» Article:
Bulging bellies and other neighborly gifts.

Based on all the glittery holiday posts I’ve been reading, I think I’m supposed to be frying up crisp latkes, baking elaborate cookies, and constructing gingerbread houses that would make Martha Stewart gasp. I feel guilty that I haven’t. In fact, I let Thanksgiving go by without so much as a glimpse of turkey, pumpkin pie, or me in my sexy pilgrim hat. Instead I posted a photo of salt.

Squirrel glutton with hollyI can explain Thanksgiving—God canceled it. Or rather, my mom went to a church dinner that night, my bored brother fell asleep in the church basement (God wasn’t serving booze), and I stayed comfortably at home and dined on gnocchi with fried Spanish Chorizo sausage and roasted red peppers. That’s not Thanksgiving, that’s a pleasant evening in November.

The problem with the holidays is my waistline (barely visible, but it’s there somewhere). If I started gifting pinwheel cookies and peanut butter fudge weeks in advance of Christmas, my belly would inch across the state line into Wisconsin and, after I was done sampling the cheesecakes, force its jolly jiggly way into Canada. That’s a terrible gift for a neighbor. How do thin food bloggers do it? Willpower? Photoshop Svelte Me plug-in? Amphetamines? Elaborate restraint system using a cooperative family? That’s what I’d do if I had obedient family members.

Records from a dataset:
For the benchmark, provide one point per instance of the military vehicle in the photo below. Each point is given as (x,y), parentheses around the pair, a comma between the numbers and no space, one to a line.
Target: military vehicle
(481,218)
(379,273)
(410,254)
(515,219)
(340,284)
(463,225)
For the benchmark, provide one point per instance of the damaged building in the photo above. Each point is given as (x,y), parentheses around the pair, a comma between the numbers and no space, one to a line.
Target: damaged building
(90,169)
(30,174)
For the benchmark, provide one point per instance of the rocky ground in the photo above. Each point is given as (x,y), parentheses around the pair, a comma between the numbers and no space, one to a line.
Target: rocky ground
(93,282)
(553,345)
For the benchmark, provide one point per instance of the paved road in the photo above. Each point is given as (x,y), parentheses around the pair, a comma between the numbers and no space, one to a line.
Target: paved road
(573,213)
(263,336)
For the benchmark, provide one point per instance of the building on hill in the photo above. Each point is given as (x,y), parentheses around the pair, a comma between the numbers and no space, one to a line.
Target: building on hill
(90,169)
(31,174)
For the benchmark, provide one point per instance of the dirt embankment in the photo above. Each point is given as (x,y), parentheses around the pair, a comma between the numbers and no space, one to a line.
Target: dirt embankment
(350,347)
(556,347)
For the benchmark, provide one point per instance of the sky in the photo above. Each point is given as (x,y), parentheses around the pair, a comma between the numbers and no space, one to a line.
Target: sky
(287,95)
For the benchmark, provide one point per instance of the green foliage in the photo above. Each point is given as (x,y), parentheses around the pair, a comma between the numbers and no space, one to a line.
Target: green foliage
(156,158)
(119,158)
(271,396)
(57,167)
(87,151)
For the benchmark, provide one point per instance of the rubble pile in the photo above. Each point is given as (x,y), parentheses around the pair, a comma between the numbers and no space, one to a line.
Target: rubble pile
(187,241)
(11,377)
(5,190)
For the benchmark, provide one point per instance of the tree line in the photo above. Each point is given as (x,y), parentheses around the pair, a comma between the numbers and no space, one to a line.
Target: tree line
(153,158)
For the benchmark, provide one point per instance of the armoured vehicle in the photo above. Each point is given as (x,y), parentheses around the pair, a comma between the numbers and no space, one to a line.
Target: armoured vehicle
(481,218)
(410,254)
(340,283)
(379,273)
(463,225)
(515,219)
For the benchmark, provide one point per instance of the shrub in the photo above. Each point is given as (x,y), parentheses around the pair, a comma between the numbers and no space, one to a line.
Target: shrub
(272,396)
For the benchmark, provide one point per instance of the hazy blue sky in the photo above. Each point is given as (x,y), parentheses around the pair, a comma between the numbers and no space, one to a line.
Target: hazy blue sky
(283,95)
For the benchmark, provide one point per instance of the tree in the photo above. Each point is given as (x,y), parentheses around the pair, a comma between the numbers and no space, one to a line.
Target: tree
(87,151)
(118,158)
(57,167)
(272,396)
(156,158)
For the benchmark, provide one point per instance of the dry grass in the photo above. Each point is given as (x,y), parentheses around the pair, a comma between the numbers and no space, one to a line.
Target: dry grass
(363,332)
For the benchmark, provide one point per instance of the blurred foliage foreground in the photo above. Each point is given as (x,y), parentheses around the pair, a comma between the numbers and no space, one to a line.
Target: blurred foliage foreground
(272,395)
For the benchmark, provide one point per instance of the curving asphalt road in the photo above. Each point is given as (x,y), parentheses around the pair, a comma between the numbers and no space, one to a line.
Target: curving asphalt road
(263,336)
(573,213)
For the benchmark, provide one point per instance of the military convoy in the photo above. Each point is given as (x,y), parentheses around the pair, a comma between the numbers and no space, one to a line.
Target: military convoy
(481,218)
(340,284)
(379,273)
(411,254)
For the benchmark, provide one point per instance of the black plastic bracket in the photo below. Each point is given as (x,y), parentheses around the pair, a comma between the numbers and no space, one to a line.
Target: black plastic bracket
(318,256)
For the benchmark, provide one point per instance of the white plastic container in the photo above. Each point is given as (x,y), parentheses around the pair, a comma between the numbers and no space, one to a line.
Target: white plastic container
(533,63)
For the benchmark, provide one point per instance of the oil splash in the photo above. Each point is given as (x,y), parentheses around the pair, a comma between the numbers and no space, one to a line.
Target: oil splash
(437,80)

» Required work:
1. According to the blog post, what did the writer eat at home on Thanksgiving?
2. Please copy the passage from the blog post starting at "The problem with" and ending at "obedient family members.".

» Solutions to each task:
1. Gnocchi with fried Spanish Chorizo sausage and roasted red peppers.

2.
The problem with the holidays is my waistline (barely visible, but it’s there somewhere). If I started gifting pinwheel cookies and peanut butter fudge weeks in advance of Christmas, my belly would inch across the state line into Wisconsin and, after I was done sampling the cheesecakes, force its jolly jiggly way into Canada. That’s a terrible gift for a neighbor. How do thin food bloggers do it? Willpower? Photoshop Svelte Me plug-in? Amphetamines? Elaborate restraint system using a cooperative family? That’s what I’d do if I had obedient family members.